Lo spagnolo Igor Urzelai e il sardo Moreno Solinas, sotto la sigla Igor x Moreno, con Idiot-Syncrasy rivendicano il potere della danza come fattore di cambiamento. Un pezzo divertente ed energico pieno di variazioni inaspettate, un’asserzione politica sull’attivismo e sulla perseveranza, una tenera esplorazione dell’identità maschile e delle relazioni. Attraverso ripetizione e tenacia, i performer, sostenuti da un’ipnotica colonna sonora, invitano a riflettere su ciò che possediamo, a celebrare il legame tra le persone e l’abilità di ciascuno di noi di guardare avanti (06/09, Cantiere Florida).

Igor x Moreno e Collettivo Mine in Beat Forward, lavoro in forma di studio, si interrogano su cosa significhi far parte di una generazione cresciuta con un senso di opportunità infinite, partendo dai limiti personali e dalle aree di incompetenza come stimoli creativi e indagando la possibilità di attraversarli con gioia, spudoratezza, intraprendenza. È una celebrazione della fatica e dell’incertezza di decidere giorno per giorno chi siamo, reinventandoci ogni volta (10/09, PARC).

Lo sharing/installazione Attivare la sguardo è una tappa del progetto CRISOL – creative processes che si è sviluppata attraverso residenze e scambi tra Italia e Singapore. Un Open Studio, condotto da Daniel Kok / Dans Nucleus, unisce alcune delle pratiche che Fabio Novembrini e Roberta Racis (Italia), Albert Garcia (Macao/Filippine) e Jereh Leung (Singapore) hanno estratto dalle loro ricerche individuali e rimaneggiato in una partitura condivisa in relazione al macro tema “Activating the gaze. Male gaze and femal gaze in performing arts” (07/09, PARC).

* _RECORD SALVATI_
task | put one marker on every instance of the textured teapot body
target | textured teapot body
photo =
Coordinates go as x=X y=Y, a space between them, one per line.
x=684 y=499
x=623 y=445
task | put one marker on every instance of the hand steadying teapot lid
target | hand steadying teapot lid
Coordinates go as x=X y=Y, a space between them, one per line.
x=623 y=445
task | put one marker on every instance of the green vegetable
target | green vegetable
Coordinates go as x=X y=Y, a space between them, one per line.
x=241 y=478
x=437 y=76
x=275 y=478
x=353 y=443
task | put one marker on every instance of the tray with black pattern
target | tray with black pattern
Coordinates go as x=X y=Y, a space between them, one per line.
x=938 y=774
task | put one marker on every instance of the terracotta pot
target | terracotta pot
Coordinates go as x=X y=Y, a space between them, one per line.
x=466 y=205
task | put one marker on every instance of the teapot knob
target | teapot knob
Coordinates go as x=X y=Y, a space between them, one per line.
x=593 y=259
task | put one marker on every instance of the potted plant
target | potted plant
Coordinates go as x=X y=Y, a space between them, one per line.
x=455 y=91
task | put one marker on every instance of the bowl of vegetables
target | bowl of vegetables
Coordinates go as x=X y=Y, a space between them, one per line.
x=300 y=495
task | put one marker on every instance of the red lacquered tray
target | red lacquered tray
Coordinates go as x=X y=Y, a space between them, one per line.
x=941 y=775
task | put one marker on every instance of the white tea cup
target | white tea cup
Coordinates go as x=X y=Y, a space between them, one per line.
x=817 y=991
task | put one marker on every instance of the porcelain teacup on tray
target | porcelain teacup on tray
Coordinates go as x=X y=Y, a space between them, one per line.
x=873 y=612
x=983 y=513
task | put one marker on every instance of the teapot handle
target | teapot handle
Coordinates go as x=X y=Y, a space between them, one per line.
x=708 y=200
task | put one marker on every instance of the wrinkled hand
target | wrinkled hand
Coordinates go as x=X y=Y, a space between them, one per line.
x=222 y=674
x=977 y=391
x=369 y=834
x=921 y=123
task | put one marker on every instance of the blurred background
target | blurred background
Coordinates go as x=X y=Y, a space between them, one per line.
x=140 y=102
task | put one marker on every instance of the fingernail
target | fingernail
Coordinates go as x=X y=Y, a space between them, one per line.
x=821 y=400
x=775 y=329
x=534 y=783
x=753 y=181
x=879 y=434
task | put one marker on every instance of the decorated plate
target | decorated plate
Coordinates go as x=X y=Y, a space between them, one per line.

* _COMPITO ASSEGNATO A_
Secondo il brano sugli spettacoli di danza, chi conduce l'Open Studio?
* _COMPITO ASSEGNATO B_
Trascrivi dal brano sugli spettacoli di danza il tratto che va da "Igor x Moreno e Collettivo" fino a "volta (10/09, PARC).".
* _COMPITO ASSEGNATO C_
Prosegui il brano sugli spettacoli di danza dal punto in cui si interrompe.
I record non hanno alcun legame con il brano.

* _RISPOSTA ALL'ESERCIZIO A_
L'Open Studio è condotto da Daniel Kok / Dans Nucleus.

* _RISPOSTA ALL'ESERCIZIO B_
Igor x Moreno e Collettivo Mine in Beat Forward, lavoro in forma di studio, si interrogano su cosa significhi far parte di una generazione cresciuta con un senso di opportunità infinite, partendo dai limiti personali e dalle aree di incompetenza come stimoli creativi e indagando la possibilità di attraversarli con gioia, spudoratezza, intraprendenza. È una celebrazione della fatica e dell’incertezza di decidere giorno per giorno chi siamo, reinventandoci ogni volta (10/09, PARC).

* _RISPOSTA ALL'ESERCIZIO C_
Dalla Francia proviene la Compagnia Futur Immoral dei coreografi Paola Stella Minni e Kostantinos Rizos. Partendo dalla figura mitologica dell’indovino reso cieco dalla collera di Era ma ricompensato da Zeus con il dono della divinazione, Kill Tiresias indaga la cultura capitalista dell’immagine e mette in discussione, attraverso l’invenzione performativa, la visione e la previsione, il presente e il futuro. Vedere con gli occhi chiusi, aprirli su un altro piano di realtà: è un esercizio coreografico o un problema filosofico? È quasi un atto originale di interrogazione della presenza. Per l’interprete è un test rivelatore della sua capacità di essere presente, di scegliere, immaginare, sognare. È una riflessione sull’epifania, l’apparire di cose non manifeste (07/09, Teatro Studio).

Il compositore e polistrumentista inglese John Surman è figura chiave di una generazione di jazzisti europei che ha ampliato in modo decisivo gli orizzonti internazionali del jazz. Nella sua carriera ha ottenuto numerosi riconoscimenti tra cui, recentemente, il prestigioso Ivor Novello Jazz Award per la sua maestria al sassofono baritono e per il corpus di opere originali animate dai contrasti di uno squisito lirismo, di un suono ricco di texture e di un’intensa e corposa improvvisazione. Surman è apprezzato per il suo approccio pionieristico alla composizione e alla collaborazione, che comprende lavori con ensemble di ottoni, cori, quartetti d’archi e orchestre. A Firenze porta l’essenza del suo stile minimalista e profondo, affiancato dal pianista norvegese Vigleik Storaas. In collaborazione con Empoli Jazz (08/09, Giardino Istituto Agrario).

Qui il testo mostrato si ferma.